#### Task
Report every line of the material below that contains the word "finger".

#### Dataset records
::::::::

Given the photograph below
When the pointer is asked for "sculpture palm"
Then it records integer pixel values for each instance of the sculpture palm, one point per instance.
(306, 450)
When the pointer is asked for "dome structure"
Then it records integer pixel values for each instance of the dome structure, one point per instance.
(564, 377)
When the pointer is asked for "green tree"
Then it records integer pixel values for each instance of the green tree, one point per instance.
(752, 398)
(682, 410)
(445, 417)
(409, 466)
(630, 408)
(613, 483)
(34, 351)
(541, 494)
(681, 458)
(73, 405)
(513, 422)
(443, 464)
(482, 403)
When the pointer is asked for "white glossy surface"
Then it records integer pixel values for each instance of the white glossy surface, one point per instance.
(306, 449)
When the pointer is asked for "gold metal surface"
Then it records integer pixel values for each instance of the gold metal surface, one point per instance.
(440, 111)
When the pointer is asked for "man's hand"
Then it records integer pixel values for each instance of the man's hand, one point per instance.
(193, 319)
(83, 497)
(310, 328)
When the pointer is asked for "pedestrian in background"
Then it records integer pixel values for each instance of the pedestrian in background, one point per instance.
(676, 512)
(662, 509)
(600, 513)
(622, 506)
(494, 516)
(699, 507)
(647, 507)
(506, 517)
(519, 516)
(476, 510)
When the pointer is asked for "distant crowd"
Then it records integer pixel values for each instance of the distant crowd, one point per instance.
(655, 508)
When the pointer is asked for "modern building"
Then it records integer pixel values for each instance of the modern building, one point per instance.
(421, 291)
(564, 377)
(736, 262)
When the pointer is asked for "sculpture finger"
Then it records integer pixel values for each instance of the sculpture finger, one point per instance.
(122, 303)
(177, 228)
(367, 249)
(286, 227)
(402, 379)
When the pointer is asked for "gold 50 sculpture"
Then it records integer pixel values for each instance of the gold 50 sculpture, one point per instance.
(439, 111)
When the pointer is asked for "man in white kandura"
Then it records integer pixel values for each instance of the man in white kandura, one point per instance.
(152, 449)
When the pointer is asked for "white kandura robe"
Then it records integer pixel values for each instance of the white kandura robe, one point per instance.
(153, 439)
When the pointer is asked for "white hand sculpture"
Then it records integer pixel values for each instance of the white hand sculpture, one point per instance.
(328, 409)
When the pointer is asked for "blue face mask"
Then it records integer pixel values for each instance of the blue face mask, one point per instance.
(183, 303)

::::::::

#### Solved problem
When the pointer is asked for "sculpture finger"
Then it records integer pixel values for each instance of the sculpture finger, one point per instance.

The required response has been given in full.